- What this exercise asks -
1. Summarize the passage on laying off workers on protected leave in two sentences.
2. Copy the stretch of the passage on laying off workers on protected leave from "Termination of employees" through "furlough or layoff.", word for word.

- Source document -
----------------------------------------

Workers who are on leave protected by federal statute may be laid off, provided there is a legitimate, nonretaliatory business reason for the termination. But employers should be certain they have adequate documentation that the layoff is unrelated to employees exercising their leave rights.
Termination of employees on protected leaves—such as time off under the Family and Medical Leave Act (FMLA), Americans with Disabilities Act (ADA), or Uniformed Services Employment and Reemployment Rights Act (USERRA)—can be risky, as workers may argue they were targeted for reduction in force because they were on leave.
This risk is why reduction-in-force plans should include objective and comprehensive selection criteria in addition to adverse-impact statistical analysis. That analysis should show that employees on protected leave are not overrepresented in a group selected for furlough or layoff.
Employers should be prepared to demonstrate that a legitimate business reason, independent of protected leave, justified the layoff affecting workers on leave, said Gregory Abrams, an attorney with Faegre Drinker in Chicago. A legitimate reason might be seniority, for example. "Employers should be careful that any reason used is not affected by the fact the employee was on leave," he said.

----------------------------------------

- Data extract -
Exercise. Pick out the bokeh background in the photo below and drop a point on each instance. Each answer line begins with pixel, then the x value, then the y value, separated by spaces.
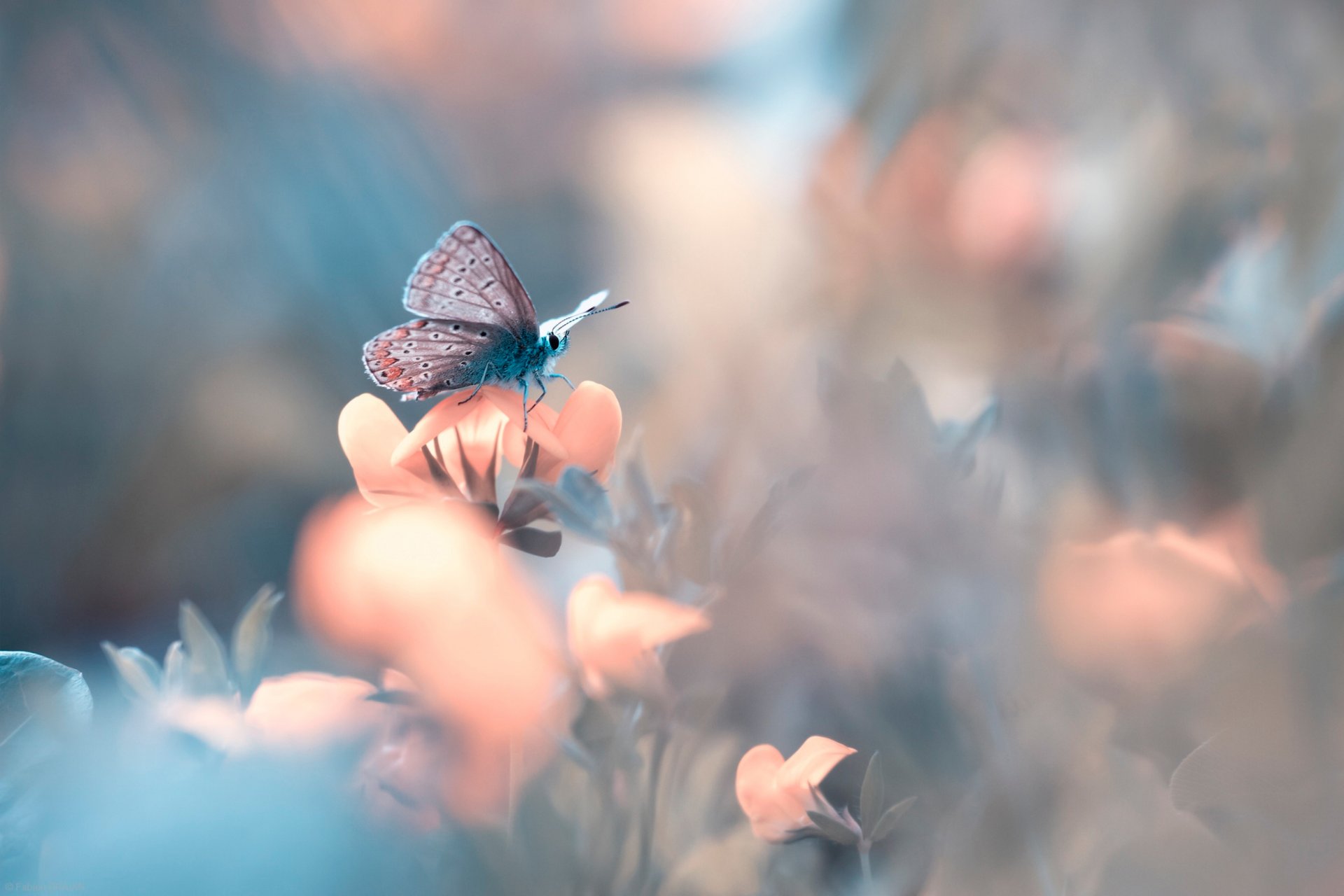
pixel 951 286
pixel 209 207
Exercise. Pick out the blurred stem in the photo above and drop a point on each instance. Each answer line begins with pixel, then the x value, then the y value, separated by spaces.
pixel 651 811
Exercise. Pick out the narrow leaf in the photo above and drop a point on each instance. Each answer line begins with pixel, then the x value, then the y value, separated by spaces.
pixel 134 675
pixel 873 797
pixel 252 637
pixel 832 830
pixel 207 669
pixel 889 820
pixel 175 669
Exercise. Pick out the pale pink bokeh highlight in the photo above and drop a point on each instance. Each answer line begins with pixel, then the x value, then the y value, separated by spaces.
pixel 613 636
pixel 299 713
pixel 776 793
pixel 424 587
pixel 390 466
pixel 1136 612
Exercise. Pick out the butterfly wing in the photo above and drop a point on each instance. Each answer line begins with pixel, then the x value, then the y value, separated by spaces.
pixel 467 279
pixel 424 358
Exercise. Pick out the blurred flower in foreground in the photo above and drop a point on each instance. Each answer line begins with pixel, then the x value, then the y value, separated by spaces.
pixel 424 589
pixel 778 793
pixel 613 636
pixel 1138 610
pixel 402 771
pixel 584 433
pixel 304 711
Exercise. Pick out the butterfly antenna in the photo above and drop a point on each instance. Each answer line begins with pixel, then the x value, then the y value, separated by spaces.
pixel 565 323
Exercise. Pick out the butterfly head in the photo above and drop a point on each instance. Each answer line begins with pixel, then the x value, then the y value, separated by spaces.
pixel 555 332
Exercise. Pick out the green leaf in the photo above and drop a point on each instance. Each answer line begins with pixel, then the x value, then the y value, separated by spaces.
pixel 571 508
pixel 832 830
pixel 137 675
pixel 585 493
pixel 889 820
pixel 873 797
pixel 252 637
pixel 207 668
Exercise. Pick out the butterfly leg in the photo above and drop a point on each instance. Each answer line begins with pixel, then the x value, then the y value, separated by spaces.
pixel 484 377
pixel 523 383
pixel 542 383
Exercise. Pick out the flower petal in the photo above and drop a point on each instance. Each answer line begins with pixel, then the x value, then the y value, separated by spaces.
pixel 440 419
pixel 589 426
pixel 369 434
pixel 809 766
pixel 758 794
pixel 538 428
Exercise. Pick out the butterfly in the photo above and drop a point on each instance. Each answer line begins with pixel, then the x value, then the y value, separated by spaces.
pixel 477 326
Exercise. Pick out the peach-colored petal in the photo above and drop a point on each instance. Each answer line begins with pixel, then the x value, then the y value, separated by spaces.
pixel 368 582
pixel 538 429
pixel 369 433
pixel 445 415
pixel 515 441
pixel 612 636
pixel 809 766
pixel 424 587
pixel 1139 609
pixel 589 426
pixel 776 793
pixel 311 710
pixel 756 785
pixel 402 771
pixel 214 720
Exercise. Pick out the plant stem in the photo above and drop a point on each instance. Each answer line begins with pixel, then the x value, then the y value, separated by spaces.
pixel 651 808
pixel 515 774
pixel 866 864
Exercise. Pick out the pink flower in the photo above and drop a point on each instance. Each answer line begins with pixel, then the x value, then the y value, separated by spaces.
pixel 776 793
pixel 588 428
pixel 309 710
pixel 613 637
pixel 300 713
pixel 422 587
pixel 1139 610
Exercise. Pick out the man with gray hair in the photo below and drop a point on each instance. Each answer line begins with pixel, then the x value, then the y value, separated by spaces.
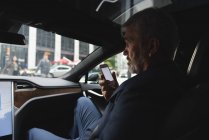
pixel 137 108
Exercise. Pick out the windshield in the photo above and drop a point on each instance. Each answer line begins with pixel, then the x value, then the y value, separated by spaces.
pixel 42 54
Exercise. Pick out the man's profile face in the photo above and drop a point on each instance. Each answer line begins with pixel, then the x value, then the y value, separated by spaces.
pixel 133 50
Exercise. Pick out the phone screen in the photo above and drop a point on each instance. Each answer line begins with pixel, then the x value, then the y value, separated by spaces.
pixel 107 74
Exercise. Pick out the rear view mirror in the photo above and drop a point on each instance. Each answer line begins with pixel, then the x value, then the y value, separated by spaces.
pixel 12 38
pixel 93 77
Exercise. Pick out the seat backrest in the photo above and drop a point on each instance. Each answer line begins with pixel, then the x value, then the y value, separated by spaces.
pixel 198 69
pixel 189 119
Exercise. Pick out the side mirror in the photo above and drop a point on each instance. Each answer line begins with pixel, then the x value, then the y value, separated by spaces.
pixel 12 38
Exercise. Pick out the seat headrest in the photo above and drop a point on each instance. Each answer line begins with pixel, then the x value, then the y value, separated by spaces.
pixel 198 69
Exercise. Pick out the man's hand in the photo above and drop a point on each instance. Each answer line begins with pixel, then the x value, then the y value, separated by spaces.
pixel 108 87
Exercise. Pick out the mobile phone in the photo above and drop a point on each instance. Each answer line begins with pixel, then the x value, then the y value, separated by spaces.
pixel 106 72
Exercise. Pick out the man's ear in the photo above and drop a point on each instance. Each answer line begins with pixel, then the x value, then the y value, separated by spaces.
pixel 154 45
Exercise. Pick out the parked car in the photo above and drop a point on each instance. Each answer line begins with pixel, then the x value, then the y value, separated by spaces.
pixel 49 102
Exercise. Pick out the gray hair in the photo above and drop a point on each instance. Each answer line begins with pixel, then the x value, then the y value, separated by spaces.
pixel 155 23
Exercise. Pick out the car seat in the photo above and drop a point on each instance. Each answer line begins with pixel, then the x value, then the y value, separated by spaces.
pixel 189 119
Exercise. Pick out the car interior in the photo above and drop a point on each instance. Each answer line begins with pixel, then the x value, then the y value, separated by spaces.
pixel 48 103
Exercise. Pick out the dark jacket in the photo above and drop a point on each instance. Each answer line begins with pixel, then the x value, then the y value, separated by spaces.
pixel 137 109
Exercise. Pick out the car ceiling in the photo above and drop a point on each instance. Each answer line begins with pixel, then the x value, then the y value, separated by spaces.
pixel 77 19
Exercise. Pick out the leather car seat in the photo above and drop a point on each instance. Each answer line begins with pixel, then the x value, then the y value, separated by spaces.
pixel 189 119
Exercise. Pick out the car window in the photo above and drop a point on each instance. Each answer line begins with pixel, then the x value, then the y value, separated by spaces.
pixel 62 68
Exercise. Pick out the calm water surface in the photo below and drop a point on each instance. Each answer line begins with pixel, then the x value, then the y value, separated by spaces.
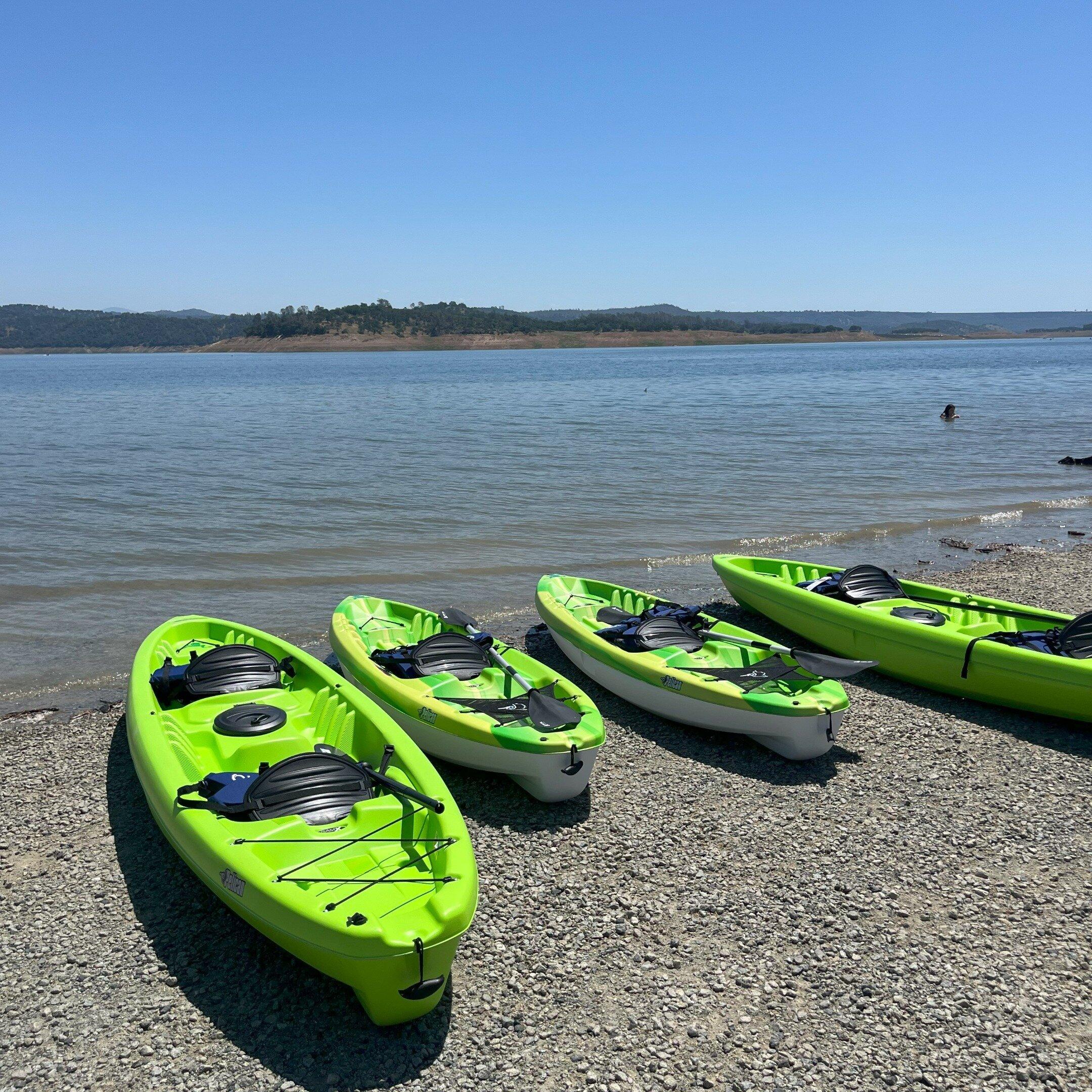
pixel 265 487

----------------------------------------

- Answers to this exercise -
1. Employers may lay off workers on federally protected leave if there is a legitimate, nonretaliatory business reason, but they should document that the layoff is unrelated to the leave, because such workers may argue they were targeted for being on leave. Reduction-in-force plans should therefore include objective, comprehensive selection criteria and adverse-impact analysis showing that employees on protected leave are not overrepresented, and employers should be prepared to show a reason independent of the leave, such as seniority.

2.
Termination of employees on protected leaves—such as time off under the Family and Medical Leave Act (FMLA), Americans with Disabilities Act (ADA), or Uniformed Services Employment and Reemployment Rights Act (USERRA)—can be risky, as workers may argue they were targeted for reduction in force because they were on leave.
This risk is why reduction-in-force plans should include objective and comprehensive selection criteria in addition to adverse-impact statistical analysis. That analysis should show that employees on protected leave are not overrepresented in a group selected for furlough or layoff.